Set problem:
Identify every line in the entries below that contains the word "chinstrap", matching case exactly, and copy each of those lines in full.

A run of records:
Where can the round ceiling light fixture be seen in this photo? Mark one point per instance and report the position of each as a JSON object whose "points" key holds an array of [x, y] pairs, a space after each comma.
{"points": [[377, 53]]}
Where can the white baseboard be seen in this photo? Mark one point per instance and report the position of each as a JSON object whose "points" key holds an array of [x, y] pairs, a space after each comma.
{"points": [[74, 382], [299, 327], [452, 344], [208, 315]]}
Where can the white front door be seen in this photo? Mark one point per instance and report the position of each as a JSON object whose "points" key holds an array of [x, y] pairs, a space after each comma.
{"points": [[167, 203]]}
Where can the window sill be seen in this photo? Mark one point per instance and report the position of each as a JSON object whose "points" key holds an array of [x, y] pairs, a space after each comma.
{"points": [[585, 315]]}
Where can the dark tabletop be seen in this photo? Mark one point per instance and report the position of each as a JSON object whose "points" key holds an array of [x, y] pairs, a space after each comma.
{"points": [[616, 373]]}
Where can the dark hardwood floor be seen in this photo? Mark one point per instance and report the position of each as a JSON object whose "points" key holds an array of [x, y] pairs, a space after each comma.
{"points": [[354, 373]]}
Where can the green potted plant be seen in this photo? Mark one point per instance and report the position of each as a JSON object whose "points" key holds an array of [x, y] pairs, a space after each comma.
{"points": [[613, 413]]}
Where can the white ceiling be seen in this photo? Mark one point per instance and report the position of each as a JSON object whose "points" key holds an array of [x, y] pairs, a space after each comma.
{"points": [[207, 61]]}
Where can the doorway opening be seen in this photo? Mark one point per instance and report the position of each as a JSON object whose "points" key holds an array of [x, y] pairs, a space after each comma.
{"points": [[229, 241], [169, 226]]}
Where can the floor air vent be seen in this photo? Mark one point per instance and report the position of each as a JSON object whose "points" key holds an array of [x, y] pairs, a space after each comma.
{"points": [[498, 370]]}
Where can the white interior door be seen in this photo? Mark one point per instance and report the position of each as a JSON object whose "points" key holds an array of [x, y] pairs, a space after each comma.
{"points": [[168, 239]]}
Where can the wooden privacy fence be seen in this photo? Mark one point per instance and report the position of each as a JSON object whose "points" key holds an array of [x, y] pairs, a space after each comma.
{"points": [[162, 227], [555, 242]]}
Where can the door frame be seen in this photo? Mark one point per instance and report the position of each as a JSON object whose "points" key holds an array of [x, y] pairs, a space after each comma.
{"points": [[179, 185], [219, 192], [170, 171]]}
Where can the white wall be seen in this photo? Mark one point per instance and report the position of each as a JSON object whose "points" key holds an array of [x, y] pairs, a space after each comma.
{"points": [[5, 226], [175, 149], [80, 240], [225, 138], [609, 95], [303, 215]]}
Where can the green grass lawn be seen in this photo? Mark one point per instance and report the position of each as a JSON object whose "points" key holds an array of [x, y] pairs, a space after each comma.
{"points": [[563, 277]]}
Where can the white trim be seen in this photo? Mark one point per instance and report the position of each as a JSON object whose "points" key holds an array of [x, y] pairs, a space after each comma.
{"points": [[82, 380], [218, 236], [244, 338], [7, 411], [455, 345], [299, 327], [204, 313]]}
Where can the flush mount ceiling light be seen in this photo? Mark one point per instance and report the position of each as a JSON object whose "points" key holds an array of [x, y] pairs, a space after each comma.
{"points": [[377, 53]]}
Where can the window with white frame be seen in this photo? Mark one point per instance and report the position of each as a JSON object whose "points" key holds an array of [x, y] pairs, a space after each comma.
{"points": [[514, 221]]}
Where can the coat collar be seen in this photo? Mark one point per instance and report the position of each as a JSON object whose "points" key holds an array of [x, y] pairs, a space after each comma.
==
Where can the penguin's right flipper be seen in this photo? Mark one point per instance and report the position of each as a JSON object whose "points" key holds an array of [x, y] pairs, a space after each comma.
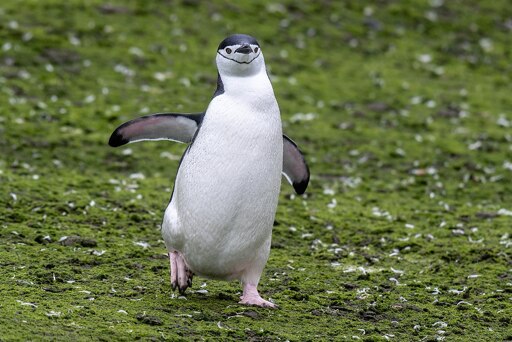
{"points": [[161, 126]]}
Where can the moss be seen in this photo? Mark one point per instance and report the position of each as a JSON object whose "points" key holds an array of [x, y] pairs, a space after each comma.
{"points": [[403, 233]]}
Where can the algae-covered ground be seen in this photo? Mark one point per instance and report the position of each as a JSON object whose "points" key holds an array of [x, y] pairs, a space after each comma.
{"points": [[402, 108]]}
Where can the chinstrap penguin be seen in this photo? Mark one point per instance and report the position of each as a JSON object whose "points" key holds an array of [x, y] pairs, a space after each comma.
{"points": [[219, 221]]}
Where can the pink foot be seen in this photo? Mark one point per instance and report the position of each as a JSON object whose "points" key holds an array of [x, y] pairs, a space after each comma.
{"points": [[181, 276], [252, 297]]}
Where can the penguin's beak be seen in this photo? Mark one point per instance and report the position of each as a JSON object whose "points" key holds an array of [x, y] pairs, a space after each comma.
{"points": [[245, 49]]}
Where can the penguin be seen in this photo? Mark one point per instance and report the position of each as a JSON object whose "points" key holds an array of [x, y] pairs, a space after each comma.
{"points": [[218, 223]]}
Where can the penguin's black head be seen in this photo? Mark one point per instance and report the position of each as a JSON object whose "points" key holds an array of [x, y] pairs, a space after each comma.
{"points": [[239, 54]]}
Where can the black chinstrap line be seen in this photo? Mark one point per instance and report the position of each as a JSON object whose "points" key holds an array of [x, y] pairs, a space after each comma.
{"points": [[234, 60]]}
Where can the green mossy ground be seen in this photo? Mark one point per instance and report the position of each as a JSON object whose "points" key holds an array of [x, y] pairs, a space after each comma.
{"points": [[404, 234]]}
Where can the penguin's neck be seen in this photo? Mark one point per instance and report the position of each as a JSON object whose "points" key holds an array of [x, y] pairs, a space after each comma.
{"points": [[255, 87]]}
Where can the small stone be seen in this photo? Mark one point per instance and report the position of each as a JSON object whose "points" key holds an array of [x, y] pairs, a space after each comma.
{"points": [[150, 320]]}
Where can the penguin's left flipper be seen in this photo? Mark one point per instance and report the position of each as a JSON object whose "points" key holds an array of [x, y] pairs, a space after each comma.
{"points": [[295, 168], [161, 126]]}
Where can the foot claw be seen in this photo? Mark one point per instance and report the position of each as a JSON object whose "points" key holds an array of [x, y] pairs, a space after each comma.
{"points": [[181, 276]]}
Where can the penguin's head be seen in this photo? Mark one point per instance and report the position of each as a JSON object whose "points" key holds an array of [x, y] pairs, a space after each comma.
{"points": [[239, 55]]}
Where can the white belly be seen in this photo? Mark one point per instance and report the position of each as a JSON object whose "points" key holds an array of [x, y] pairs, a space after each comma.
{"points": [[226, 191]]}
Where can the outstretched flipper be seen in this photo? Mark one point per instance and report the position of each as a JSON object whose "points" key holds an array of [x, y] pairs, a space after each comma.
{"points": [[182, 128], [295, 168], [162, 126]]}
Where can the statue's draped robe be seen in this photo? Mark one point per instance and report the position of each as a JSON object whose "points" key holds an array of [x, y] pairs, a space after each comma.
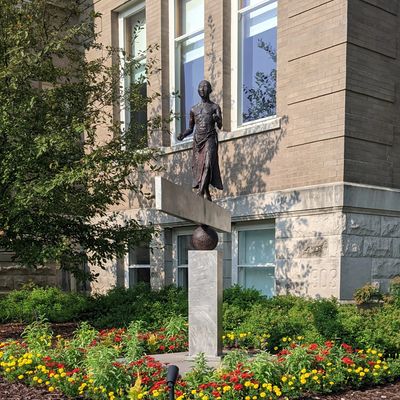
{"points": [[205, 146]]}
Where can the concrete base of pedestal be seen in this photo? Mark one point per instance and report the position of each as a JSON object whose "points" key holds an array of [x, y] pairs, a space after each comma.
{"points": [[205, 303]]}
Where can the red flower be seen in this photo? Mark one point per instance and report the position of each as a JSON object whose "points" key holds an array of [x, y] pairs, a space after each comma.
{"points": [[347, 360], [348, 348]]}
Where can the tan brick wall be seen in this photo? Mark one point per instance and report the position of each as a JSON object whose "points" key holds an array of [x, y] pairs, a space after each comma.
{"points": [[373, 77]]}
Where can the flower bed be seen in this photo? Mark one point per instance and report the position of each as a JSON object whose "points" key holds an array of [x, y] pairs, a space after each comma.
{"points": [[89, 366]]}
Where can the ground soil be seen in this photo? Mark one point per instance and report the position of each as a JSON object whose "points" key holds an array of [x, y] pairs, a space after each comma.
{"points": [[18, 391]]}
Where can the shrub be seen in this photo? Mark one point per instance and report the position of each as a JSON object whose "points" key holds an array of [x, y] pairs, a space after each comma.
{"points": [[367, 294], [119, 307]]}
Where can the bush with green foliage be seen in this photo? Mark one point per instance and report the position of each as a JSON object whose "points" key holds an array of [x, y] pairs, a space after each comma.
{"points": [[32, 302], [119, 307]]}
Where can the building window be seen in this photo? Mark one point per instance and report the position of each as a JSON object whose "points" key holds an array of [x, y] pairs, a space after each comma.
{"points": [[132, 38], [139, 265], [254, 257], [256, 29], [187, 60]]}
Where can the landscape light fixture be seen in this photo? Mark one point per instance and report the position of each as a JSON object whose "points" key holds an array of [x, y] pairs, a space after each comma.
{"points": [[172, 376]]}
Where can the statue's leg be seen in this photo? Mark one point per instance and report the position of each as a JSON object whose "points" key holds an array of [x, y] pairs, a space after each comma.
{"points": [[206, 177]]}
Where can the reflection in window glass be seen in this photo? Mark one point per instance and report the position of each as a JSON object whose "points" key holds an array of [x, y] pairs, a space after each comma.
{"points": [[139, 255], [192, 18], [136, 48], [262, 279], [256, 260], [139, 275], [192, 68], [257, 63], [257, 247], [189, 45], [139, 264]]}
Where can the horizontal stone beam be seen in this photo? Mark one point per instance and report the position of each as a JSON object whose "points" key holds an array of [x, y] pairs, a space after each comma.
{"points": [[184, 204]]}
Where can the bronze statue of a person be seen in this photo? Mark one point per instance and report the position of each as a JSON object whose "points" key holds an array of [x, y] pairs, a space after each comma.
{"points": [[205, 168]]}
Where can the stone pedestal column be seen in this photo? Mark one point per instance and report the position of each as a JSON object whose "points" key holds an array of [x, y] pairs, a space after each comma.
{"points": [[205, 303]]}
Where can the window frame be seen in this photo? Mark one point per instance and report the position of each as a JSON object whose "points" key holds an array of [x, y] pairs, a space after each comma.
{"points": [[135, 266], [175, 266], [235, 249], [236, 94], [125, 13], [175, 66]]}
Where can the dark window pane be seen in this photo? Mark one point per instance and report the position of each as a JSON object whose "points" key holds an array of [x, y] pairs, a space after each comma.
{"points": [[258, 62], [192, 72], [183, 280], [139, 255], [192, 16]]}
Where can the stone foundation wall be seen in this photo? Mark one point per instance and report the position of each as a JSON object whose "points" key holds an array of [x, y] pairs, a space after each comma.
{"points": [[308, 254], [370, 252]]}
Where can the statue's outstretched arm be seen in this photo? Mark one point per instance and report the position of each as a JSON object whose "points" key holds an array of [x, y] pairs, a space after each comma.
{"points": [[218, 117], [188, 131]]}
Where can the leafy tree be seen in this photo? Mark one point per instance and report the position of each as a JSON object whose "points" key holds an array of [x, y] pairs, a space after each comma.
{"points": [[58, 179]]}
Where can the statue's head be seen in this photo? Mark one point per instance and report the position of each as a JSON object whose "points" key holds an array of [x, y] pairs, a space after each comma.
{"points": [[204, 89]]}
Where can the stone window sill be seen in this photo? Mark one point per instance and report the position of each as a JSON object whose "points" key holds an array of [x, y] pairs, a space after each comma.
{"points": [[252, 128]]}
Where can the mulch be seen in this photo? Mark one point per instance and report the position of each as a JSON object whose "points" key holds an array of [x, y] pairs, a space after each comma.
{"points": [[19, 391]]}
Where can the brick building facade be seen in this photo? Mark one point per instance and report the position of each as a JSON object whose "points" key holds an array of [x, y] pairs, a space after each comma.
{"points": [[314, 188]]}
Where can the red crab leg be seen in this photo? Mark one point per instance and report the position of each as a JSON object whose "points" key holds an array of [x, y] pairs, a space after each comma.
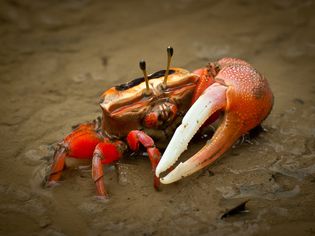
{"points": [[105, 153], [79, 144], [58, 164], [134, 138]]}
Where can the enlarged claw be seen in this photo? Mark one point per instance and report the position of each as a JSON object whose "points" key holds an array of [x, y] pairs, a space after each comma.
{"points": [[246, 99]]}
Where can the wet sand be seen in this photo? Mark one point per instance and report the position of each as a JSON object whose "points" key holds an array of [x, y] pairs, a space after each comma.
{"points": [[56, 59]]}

Exercise solution:
Where can the chinstrap penguin be seen in this photo? Mark one point per instance and report the position of each as a JSON object whose "points" key holds an array of [x, y] pairs, a space after each comma.
Where can the black chinstrap line be seen in this photo? Mark one point per instance and report the position of each as a JSON object whose "points" key holds an array of [x, y] pairs, a space after each comma.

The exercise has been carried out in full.